Monday, Jun. 07, 2010


Having mostly sat out the global recession, Israel's economy is booming — and Tel Aviv is its seaside cultural and commercial HQ. High-end restaurants are debuting monthly, boutique hotels are opening their doors and a nascent contemporary-art scene is garnering global attention; once no-go neighborhoods are being spruced up — and properties snapped up — by sharp-eyed foreigners. Throw in year-round sunshine, 10 miles of seafront and a now iconic collection of pristine Bauhaus architecture, and Tel Aviv emerges as the perfect mix of the contemporary and the classic — a place where the locals love to chill at cafés, sizzle on the beach and otherwise block out the regional conflict around them.

1. Museum of the History of Tel Aviv — Jaffa

This facility, tel: (972-3) 517 3052, is housed, appropriately enough, in Tel Aviv's first city hall, a monumental Modernist structure built in 1927. The building was shuttered for some four decades before undergoing a meticulous restoration. Today, the museum runs the gamut of historical and contemporary displays, from the original offices of its first mayor, Meir Dizengoff, to exhibitions of photographs collected from ordinary residents.

2. The Gallery Scene

Much of the momentum behind the city's flourishing arts scene is thanks to a trio of key galleries — Noga, Dvir and Sommer Contemporary Art. At Noga, tel: (972-3) 566 0123, look for local up-and-comers such as Keren Cytter and Ori Gersht. At Dvir, talents such as Douglas Gordon, Jonathan Monk and Adel Abdessemed create mostly abstract works. Sommer represents a slew of blue-chip names including photographer Adi Nes.

3. Ali Karavan

Hummus is more than a mere meal for Tel Avivis — it's a way of life. And locals display an almost sacred loyalty to their favorite hummisiyah. But Arab-owned Ali Karavan, tel: (972-3) 682 0387, is the rare hummus spot whose popularity transcends traditional ethnic, cultural and culinary allegiances. Pop in for their ultra-fresh batches, served either as masabacha (still warm with chickpea chunks swimming in sesame paste) or with foul (stewed fava beans).

4. Design Stores

Israeli design is still in its infancy, but compelling and affordable pieces can be found. In the Dizengoff Center, the SoHo boutique, tel: (972-3) 621 2450, offers the best local product design, fashion and jewelry. At Retro TLV, tel: (972-3) 685 0663, look for vintage midcentury-modern furniture salvaged and restored from across Israel. In the posh Rothschild quarter, Elemento, tel: (972-3) 620 9848, features the work of local Yossy Goldberg, who creates colorful, whimsical pieces for the home.

5. Bauhaus Architecture

Tel Aviv's 4,000 or so Bauhaus buildings collectively called White City are recognized by UNESCO as a World Heritage site. Explore this aesthetic patrimony at the Bauhaus Foundation Museum, tel: (972-3) 620 4664, and the Bauhaus Center Tel Aviv, tel: (972-3) 522 0249. Don't miss the latter's two-hour walking tour, conducted in English, Hebrew and German.

> **Material supplied**

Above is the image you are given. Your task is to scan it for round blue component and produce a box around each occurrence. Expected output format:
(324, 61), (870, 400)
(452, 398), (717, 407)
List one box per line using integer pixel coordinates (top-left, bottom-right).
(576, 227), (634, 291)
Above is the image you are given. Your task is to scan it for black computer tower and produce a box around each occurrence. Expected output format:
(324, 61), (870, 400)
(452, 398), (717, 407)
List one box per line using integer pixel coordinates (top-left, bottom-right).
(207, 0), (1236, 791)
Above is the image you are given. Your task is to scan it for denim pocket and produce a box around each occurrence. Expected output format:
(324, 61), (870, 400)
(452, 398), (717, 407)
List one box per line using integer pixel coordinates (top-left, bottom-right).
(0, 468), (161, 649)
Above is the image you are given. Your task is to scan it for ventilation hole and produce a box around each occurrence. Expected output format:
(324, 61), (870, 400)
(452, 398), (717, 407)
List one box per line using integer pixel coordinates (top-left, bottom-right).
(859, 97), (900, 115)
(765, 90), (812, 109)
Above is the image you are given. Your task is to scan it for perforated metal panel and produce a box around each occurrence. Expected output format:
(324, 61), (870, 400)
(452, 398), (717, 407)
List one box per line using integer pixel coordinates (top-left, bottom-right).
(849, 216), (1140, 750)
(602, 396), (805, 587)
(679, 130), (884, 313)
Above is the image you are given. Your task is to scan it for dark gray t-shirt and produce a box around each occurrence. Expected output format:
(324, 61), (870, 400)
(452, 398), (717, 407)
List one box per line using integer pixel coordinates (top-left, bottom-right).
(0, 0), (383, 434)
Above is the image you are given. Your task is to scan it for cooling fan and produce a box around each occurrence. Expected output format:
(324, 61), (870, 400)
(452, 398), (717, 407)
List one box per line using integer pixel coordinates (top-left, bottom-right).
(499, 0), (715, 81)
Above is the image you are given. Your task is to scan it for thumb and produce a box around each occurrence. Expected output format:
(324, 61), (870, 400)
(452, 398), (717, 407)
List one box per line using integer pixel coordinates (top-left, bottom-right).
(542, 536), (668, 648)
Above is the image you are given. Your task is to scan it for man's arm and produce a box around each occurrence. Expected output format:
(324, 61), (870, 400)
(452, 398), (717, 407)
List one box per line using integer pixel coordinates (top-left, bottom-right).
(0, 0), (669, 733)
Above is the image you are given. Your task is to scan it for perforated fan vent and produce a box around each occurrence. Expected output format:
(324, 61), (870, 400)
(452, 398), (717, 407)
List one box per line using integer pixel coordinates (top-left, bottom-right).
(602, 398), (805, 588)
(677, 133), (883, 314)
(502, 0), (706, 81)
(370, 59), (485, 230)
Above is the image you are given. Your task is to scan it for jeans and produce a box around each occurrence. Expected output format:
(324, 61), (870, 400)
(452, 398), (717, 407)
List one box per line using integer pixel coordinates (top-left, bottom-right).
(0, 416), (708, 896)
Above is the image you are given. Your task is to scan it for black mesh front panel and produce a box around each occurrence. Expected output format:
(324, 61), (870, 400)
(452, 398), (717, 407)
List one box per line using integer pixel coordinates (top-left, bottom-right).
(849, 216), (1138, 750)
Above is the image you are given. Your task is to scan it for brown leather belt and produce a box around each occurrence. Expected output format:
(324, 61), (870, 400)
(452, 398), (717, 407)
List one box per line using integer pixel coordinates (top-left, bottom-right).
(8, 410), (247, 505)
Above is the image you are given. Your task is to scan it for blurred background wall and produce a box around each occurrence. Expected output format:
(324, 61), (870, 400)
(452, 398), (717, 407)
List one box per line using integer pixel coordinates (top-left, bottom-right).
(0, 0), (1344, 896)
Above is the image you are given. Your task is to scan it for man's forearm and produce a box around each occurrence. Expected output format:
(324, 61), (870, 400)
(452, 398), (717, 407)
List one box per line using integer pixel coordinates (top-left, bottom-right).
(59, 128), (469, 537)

> **Given exercise 1**
According to the Tel Aviv guide, what makes Ali Karavan a rare hummus spot? Answer in one to three sentences.
> **Given exercise 2**
Answer these questions from the Tel Aviv guide:
(a) In what year was Tel Aviv's first city hall built?
(b) About how many Bauhaus buildings make up White City?
(c) In which languages is the Bauhaus Center's walking tour conducted?

> **Task answer 1**
Tel Avivis treat hummus as a way of life and are almost sacredly loyal to their own favorite hummisiyah. Ali Karavan stands out because its popularity crosses the usual ethnic, cultural and culinary allegiances.

> **Task answer 2**
(a) 1927
(b) About 4,000
(c) English, Hebrew and German